● **Given instruction**: Return each of the records below without any change, keeping every line as it stands.

--- START Material provided ---

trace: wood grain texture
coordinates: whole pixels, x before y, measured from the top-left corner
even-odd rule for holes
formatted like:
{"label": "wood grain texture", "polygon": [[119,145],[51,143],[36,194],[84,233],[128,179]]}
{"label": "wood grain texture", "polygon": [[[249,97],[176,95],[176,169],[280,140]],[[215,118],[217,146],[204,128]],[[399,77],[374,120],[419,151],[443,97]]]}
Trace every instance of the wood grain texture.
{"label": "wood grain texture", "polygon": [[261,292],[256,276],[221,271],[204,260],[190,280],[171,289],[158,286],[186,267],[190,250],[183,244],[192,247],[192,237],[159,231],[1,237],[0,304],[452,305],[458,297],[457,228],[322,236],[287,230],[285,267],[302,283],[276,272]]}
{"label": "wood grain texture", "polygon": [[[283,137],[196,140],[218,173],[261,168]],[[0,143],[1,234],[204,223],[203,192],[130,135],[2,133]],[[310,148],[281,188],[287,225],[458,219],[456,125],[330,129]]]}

--- END Material provided ---

● **The reply**:
trace: wood grain texture
coordinates: whole pixels, x before y, measured from the top-left corner
even-odd rule for holes
formatted like:
{"label": "wood grain texture", "polygon": [[119,145],[51,143],[36,194],[84,233],[128,179]]}
{"label": "wood grain texture", "polygon": [[[249,97],[176,95],[176,169],[280,140]],[[215,118],[217,146],[204,128]],[[399,77],[374,120],[419,151],[443,97]]]}
Trace every instance of the wood grain texture.
{"label": "wood grain texture", "polygon": [[261,292],[256,276],[221,271],[204,260],[190,280],[171,289],[158,286],[186,267],[190,250],[183,244],[192,247],[192,237],[159,231],[1,237],[0,304],[452,305],[458,297],[457,228],[322,236],[287,230],[285,267],[302,283],[276,272]]}
{"label": "wood grain texture", "polygon": [[[283,137],[196,140],[218,173],[261,168]],[[0,143],[1,234],[204,223],[203,192],[130,135],[2,133]],[[310,148],[281,188],[287,225],[458,219],[456,125],[330,129]]]}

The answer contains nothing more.